Source data

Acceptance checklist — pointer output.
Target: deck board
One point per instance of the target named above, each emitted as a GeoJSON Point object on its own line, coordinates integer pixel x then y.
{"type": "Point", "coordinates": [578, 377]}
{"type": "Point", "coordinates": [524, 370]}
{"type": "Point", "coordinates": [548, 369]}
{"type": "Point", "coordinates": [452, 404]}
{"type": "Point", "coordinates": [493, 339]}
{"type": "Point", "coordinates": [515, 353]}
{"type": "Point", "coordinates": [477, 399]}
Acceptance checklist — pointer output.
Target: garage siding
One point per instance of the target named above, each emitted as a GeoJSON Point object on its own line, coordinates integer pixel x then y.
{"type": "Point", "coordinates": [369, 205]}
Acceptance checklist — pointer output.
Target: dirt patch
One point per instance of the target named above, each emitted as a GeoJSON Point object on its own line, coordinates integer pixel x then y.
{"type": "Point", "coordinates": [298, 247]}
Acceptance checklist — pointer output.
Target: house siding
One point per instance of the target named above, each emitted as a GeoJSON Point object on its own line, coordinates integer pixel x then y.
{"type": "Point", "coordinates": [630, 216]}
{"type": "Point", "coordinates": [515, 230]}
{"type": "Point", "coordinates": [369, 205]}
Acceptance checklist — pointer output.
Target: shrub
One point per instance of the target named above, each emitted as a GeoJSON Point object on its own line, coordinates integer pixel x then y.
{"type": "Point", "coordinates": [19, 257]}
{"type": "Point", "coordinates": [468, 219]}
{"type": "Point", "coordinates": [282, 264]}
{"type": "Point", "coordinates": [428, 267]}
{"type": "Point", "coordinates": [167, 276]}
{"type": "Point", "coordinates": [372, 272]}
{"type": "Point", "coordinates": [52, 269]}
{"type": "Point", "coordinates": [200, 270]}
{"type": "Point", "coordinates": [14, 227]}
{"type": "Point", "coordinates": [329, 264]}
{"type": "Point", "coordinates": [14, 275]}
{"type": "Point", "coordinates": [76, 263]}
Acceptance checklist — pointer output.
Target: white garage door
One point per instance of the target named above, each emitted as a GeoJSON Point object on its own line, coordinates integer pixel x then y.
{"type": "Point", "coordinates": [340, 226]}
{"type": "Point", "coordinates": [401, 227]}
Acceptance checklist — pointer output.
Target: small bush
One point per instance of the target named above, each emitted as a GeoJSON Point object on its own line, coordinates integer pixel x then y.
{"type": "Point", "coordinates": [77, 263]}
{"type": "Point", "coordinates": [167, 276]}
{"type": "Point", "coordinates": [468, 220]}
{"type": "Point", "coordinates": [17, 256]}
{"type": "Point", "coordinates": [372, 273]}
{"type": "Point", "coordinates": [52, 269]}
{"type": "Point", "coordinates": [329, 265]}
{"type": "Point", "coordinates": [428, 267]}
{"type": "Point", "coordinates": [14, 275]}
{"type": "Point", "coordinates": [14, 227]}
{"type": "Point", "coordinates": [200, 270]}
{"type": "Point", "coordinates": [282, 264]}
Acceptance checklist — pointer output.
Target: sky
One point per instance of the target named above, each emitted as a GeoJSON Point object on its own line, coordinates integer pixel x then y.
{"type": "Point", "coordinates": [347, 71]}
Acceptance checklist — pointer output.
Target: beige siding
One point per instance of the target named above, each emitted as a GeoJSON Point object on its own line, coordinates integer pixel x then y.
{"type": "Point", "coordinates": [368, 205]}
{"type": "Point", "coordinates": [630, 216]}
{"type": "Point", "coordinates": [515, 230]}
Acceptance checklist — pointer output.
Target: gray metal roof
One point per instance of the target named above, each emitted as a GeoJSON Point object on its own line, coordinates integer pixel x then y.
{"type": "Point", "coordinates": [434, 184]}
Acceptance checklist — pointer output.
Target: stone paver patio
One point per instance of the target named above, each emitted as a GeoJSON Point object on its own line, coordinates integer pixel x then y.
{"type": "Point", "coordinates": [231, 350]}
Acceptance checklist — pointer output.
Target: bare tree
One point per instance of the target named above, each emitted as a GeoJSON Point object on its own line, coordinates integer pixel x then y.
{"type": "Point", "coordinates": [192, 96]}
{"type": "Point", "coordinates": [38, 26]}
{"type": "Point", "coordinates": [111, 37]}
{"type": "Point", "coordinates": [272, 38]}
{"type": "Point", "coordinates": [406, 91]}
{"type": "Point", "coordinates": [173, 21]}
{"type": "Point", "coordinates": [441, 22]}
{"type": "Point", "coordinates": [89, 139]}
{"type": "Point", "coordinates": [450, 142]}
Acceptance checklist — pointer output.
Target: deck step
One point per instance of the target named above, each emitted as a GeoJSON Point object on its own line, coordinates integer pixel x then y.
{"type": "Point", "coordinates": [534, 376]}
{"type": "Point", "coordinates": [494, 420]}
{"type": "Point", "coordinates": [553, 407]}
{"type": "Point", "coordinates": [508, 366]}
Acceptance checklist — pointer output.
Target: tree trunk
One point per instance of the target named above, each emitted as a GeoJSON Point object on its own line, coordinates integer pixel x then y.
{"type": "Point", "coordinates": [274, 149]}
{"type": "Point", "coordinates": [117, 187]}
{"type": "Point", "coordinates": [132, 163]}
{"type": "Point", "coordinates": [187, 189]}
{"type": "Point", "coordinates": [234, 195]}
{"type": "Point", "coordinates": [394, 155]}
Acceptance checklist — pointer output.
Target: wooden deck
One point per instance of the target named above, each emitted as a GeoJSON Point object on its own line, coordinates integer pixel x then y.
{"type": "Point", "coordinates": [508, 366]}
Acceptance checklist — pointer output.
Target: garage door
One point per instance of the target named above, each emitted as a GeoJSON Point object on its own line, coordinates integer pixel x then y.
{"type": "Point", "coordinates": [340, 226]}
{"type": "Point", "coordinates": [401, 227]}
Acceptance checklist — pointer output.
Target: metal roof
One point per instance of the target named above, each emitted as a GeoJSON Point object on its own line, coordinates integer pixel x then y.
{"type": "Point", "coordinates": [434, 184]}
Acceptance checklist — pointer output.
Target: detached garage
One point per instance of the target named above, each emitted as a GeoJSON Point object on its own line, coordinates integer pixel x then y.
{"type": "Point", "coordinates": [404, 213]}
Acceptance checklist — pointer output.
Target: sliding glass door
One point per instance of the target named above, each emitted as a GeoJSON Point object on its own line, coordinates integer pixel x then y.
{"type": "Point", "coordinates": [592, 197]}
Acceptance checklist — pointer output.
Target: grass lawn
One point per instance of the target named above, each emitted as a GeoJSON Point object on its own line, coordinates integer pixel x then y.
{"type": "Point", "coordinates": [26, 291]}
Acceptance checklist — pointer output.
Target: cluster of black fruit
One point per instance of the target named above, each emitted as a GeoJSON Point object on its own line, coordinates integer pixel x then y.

## WHAT TO PRODUCE
Extract the complete data, matching each line exactly.

## WRITTEN RESPONSE
Acceptance checklist — pointer output.
Target: deck board
One point per instance of the target named above, each emitted as a GeoJSON Point object on its own line, coordinates integer pixel x then y.
{"type": "Point", "coordinates": [578, 377]}
{"type": "Point", "coordinates": [524, 370]}
{"type": "Point", "coordinates": [548, 369]}
{"type": "Point", "coordinates": [452, 404]}
{"type": "Point", "coordinates": [493, 339]}
{"type": "Point", "coordinates": [515, 353]}
{"type": "Point", "coordinates": [477, 399]}
Acceptance checklist — pointer output.
Target: garage siding
One point per instance of the target named above, each emitted as a GeoJSON Point object on its own line, coordinates integer pixel x then y.
{"type": "Point", "coordinates": [369, 205]}
Acceptance checklist — pointer output.
Target: dirt patch
One point per instance of the target named above, each emitted as a GeoJSON Point object on its own line, coordinates integer pixel x then y.
{"type": "Point", "coordinates": [298, 247]}
Acceptance checklist — pointer output.
Target: house siding
One point per instance of the target named above, each emitted as a GeoJSON Point object on its own line, coordinates integer pixel x then y.
{"type": "Point", "coordinates": [630, 216]}
{"type": "Point", "coordinates": [515, 230]}
{"type": "Point", "coordinates": [369, 205]}
Acceptance checklist — pointer output.
Target: shrub
One point per instance of the target named above, each emitted as a GeoJSON Point object on its own line, coordinates integer pixel x then y.
{"type": "Point", "coordinates": [19, 257]}
{"type": "Point", "coordinates": [468, 219]}
{"type": "Point", "coordinates": [282, 264]}
{"type": "Point", "coordinates": [428, 267]}
{"type": "Point", "coordinates": [167, 276]}
{"type": "Point", "coordinates": [372, 272]}
{"type": "Point", "coordinates": [52, 269]}
{"type": "Point", "coordinates": [200, 270]}
{"type": "Point", "coordinates": [14, 227]}
{"type": "Point", "coordinates": [329, 264]}
{"type": "Point", "coordinates": [14, 275]}
{"type": "Point", "coordinates": [76, 263]}
Acceptance checklist — pointer output.
Target: white garage door
One point per instance of the target named above, each emitted as a GeoJSON Point object on its own line, coordinates integer pixel x then y.
{"type": "Point", "coordinates": [340, 226]}
{"type": "Point", "coordinates": [401, 227]}
Acceptance checklist — pointer output.
Target: small bush
One point per instance of the target named above, each emitted as a GeoJSON Point object on its own line, coordinates integer pixel x then y.
{"type": "Point", "coordinates": [77, 263]}
{"type": "Point", "coordinates": [167, 276]}
{"type": "Point", "coordinates": [468, 220]}
{"type": "Point", "coordinates": [17, 256]}
{"type": "Point", "coordinates": [372, 273]}
{"type": "Point", "coordinates": [52, 269]}
{"type": "Point", "coordinates": [329, 265]}
{"type": "Point", "coordinates": [428, 267]}
{"type": "Point", "coordinates": [14, 275]}
{"type": "Point", "coordinates": [14, 227]}
{"type": "Point", "coordinates": [200, 270]}
{"type": "Point", "coordinates": [282, 264]}
Acceptance checklist — pointer output.
Target: sky
One point per instance of the target named above, each emitted as a GeoJSON Point object on its own line, coordinates integer pixel x then y.
{"type": "Point", "coordinates": [347, 71]}
Acceptance checklist — pointer output.
Target: beige siding
One point per instance of the target named above, each emitted as a GeoJSON Point object on its own line, coordinates integer pixel x then y.
{"type": "Point", "coordinates": [368, 205]}
{"type": "Point", "coordinates": [630, 216]}
{"type": "Point", "coordinates": [515, 230]}
Acceptance checklist — pointer output.
Target: gray metal roof
One point per instance of the target named above, each emitted as a GeoJSON Point object on its own line, coordinates integer pixel x then y.
{"type": "Point", "coordinates": [434, 184]}
Acceptance checklist — pointer output.
Target: stone paver patio
One point per instance of the target named above, each emitted as a GeoJSON Point object on its own line, coordinates integer pixel x then y.
{"type": "Point", "coordinates": [231, 350]}
Acceptance checklist — pointer output.
Target: bare tree
One point per instance of the target named above, each emitted as a GeoJSON Point object on its own line, coordinates integer pixel x then y.
{"type": "Point", "coordinates": [192, 96]}
{"type": "Point", "coordinates": [38, 26]}
{"type": "Point", "coordinates": [111, 37]}
{"type": "Point", "coordinates": [272, 38]}
{"type": "Point", "coordinates": [406, 91]}
{"type": "Point", "coordinates": [173, 21]}
{"type": "Point", "coordinates": [441, 22]}
{"type": "Point", "coordinates": [89, 139]}
{"type": "Point", "coordinates": [450, 142]}
Acceptance checklist — pointer output.
Target: deck step
One point per instance of the target named above, each emitted as a GeoJSON Point object on its own line, coordinates integer pixel x then y.
{"type": "Point", "coordinates": [534, 376]}
{"type": "Point", "coordinates": [494, 420]}
{"type": "Point", "coordinates": [553, 407]}
{"type": "Point", "coordinates": [508, 366]}
Acceptance checklist — pointer output.
Target: tree trunk
One point per instance of the target named above, each emitted as a GeoJSON Point object on its own line, coordinates integer pixel x then y.
{"type": "Point", "coordinates": [274, 149]}
{"type": "Point", "coordinates": [117, 187]}
{"type": "Point", "coordinates": [132, 163]}
{"type": "Point", "coordinates": [187, 189]}
{"type": "Point", "coordinates": [234, 195]}
{"type": "Point", "coordinates": [394, 155]}
Acceptance checklist — pointer output.
Target: wooden deck
One point per instance of the target named above, each emitted as a GeoJSON Point object on its own line, coordinates integer pixel x then y.
{"type": "Point", "coordinates": [508, 366]}
Acceptance checklist — pointer output.
Target: garage door
One point per instance of the target named above, each emitted as a GeoJSON Point object on its own line, coordinates integer pixel x then y.
{"type": "Point", "coordinates": [340, 226]}
{"type": "Point", "coordinates": [401, 227]}
Acceptance checklist — pointer output.
Target: metal roof
One point per instance of the target named above, each emitted as a GeoJSON Point object on its own line, coordinates integer pixel x then y.
{"type": "Point", "coordinates": [434, 184]}
Acceptance checklist — pointer output.
Target: detached garage
One point per instance of the target named above, each emitted as a GeoJSON Point object on its own line, coordinates integer pixel x then y.
{"type": "Point", "coordinates": [404, 213]}
Acceptance checklist — pointer output.
Target: sliding glass door
One point per instance of the target named above, each emitted as a GeoJSON Point object on its own line, coordinates integer pixel x then y.
{"type": "Point", "coordinates": [592, 197]}
Acceptance checklist — pointer output.
Target: grass lawn
One point per instance of the target named above, each emitted as a GeoJSON Point object on its own line, coordinates integer pixel x then y.
{"type": "Point", "coordinates": [26, 291]}
Acceptance checklist — pointer output.
Target: cluster of black fruit
One point per instance of the target named above, each emitted as a GeoJSON Point object on its own line, coordinates integer pixel x then y.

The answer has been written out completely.